◆ Quoted passage:
* BEGIN *

I'm not going deep into the book here....go get and read it well. You can borrow my copy of the book, but you have to return it in very good and neat condition ha!
Some of the points I got from the book includes (in my own words);
- Being the very educated individual you are, you can describe a thing in full detail such as how you aim to win a contract -what strategy to use and all. But only your instincts can help you win the contract (tricky huh?) no matter how hard you use your intellect to describe it.
- Taking someone's silence as consent is a very unwise - Bishop Jakes used the word "unwise" and I kind of feel like he really wanted to say "foolish/silly" but was being very smart and professional
- He also explained that your thoughts should remain your thoughts and no one else's because it epitomises your being--who you are, what you stand for
- He also emphasised the need for people not to despise little beginnings, even when it involves moving out of your oh so comfort zone
Let me leave you with those....for now.

* END *

◆ Extracted information:

* BEGIN *

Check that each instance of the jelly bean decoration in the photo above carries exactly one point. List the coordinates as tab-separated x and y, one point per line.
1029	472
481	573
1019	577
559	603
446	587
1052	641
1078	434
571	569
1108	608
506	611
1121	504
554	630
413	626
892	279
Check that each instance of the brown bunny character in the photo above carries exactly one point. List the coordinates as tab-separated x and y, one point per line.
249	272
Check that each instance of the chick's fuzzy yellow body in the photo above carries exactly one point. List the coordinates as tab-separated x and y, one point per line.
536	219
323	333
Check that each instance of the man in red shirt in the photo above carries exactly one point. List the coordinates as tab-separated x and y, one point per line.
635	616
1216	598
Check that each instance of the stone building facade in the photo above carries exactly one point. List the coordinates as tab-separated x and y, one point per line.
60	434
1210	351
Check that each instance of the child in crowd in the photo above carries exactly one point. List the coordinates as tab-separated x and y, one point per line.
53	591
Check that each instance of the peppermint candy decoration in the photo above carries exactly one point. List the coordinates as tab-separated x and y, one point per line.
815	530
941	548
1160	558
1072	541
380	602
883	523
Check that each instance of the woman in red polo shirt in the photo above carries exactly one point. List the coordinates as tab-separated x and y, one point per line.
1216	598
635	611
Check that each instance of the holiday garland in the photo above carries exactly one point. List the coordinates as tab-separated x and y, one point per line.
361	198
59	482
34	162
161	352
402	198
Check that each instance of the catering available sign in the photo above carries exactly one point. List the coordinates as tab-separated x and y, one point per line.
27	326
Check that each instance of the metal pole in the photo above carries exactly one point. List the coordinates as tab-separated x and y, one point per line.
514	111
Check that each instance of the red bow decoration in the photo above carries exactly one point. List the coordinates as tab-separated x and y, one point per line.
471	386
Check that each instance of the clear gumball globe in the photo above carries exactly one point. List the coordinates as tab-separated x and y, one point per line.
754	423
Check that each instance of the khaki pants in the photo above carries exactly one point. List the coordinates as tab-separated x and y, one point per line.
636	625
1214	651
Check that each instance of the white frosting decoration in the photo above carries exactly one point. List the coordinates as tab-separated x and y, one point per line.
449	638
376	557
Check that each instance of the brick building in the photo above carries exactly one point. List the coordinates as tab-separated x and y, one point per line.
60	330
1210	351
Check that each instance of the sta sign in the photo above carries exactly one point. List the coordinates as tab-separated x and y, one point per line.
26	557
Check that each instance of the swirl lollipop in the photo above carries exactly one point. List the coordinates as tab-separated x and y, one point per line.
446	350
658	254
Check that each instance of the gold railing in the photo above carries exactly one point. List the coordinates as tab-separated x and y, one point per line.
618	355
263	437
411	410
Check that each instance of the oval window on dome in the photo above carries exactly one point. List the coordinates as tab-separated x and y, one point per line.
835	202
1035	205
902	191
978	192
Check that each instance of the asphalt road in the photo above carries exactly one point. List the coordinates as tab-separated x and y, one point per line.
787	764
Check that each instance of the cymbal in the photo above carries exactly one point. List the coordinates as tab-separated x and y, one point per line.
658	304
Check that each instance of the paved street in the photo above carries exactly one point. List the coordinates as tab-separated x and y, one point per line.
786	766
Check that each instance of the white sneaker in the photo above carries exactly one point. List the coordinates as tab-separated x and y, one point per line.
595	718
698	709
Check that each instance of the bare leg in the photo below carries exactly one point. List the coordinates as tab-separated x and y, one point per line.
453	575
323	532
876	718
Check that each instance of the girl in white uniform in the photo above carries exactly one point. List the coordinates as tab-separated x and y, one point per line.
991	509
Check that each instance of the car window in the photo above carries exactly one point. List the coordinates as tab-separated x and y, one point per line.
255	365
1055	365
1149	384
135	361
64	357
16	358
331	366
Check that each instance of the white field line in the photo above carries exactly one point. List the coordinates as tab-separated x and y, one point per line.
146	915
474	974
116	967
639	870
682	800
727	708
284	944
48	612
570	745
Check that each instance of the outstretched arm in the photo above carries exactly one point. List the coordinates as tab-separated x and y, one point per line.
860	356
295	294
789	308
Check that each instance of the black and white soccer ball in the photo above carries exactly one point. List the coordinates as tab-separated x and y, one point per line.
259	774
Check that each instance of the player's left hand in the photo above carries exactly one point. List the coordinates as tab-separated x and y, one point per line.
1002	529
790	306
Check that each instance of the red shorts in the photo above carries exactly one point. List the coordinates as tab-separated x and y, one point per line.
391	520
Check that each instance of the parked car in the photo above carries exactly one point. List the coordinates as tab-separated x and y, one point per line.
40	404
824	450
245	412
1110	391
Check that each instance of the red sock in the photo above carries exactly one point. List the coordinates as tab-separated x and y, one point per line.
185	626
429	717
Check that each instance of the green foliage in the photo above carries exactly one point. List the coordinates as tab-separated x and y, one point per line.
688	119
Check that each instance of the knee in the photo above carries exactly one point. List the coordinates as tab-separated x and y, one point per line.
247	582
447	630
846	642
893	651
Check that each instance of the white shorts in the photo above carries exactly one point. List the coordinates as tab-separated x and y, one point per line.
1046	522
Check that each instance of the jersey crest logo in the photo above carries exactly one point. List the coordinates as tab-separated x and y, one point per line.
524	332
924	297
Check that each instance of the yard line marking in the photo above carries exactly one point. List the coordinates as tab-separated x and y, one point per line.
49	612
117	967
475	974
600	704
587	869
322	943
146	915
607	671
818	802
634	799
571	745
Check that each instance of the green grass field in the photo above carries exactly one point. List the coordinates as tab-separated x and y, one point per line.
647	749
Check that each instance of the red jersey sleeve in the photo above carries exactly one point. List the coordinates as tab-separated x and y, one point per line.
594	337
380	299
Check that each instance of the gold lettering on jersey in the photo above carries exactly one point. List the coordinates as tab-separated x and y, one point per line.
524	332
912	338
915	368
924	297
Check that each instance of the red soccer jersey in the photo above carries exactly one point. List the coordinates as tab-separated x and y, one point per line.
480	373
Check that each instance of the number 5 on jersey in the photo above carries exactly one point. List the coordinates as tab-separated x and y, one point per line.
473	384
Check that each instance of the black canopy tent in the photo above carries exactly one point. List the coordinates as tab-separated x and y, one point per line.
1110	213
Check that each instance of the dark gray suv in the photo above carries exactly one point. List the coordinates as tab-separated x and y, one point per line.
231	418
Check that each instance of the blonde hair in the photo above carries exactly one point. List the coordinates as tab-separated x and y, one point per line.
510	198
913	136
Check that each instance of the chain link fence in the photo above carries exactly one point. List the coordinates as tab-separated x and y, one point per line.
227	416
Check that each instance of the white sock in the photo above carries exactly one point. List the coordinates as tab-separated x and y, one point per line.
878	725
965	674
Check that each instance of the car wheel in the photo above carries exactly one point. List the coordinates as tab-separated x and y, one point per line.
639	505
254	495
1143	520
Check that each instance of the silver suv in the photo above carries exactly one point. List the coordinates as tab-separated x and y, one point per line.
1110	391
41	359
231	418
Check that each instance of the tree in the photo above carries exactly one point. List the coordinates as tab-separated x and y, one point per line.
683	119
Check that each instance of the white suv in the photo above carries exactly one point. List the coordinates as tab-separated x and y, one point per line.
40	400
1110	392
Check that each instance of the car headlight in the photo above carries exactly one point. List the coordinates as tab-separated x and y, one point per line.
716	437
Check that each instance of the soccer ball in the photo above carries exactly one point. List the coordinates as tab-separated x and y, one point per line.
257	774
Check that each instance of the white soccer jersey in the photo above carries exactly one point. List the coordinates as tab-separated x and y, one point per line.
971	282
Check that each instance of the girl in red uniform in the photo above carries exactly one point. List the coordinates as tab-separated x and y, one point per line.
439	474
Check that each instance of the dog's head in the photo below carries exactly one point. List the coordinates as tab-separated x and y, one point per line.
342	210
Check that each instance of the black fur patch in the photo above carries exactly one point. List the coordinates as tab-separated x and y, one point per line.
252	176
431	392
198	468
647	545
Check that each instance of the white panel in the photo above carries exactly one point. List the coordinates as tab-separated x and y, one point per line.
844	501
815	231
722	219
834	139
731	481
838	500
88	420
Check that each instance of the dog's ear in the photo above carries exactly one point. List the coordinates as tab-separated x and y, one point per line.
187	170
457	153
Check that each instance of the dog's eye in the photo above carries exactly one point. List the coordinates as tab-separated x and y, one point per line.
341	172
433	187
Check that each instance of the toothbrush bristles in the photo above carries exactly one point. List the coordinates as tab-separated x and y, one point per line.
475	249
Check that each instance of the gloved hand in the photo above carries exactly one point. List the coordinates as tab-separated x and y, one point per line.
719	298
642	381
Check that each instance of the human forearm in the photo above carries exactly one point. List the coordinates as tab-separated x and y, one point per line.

* END *

◆ Given exercise A: In the post, which word did Bishop Jakes use to describe taking someone's silence as consent?
◆ Given exercise B: Rewrite the stretch of the post from "I'm not going" through "to describe it.", changing "contract" to "deal".
The records have nothing to do with what is asked here.

◆ Written response A: He called it "unwise."

◆ Written response B:
I'm not going deep into the book here....go get and read it well. You can borrow my copy of the book, but you have to return it in very good and neat condition ha!
Some of the points I got from the book includes (in my own words);
- Being the very educated individual you are, you can describe a thing in full detail such as how you aim to win a deal -what strategy to use and all. But only your instincts can help you win the deal (tricky huh?) no matter how hard you use your intellect to describe it.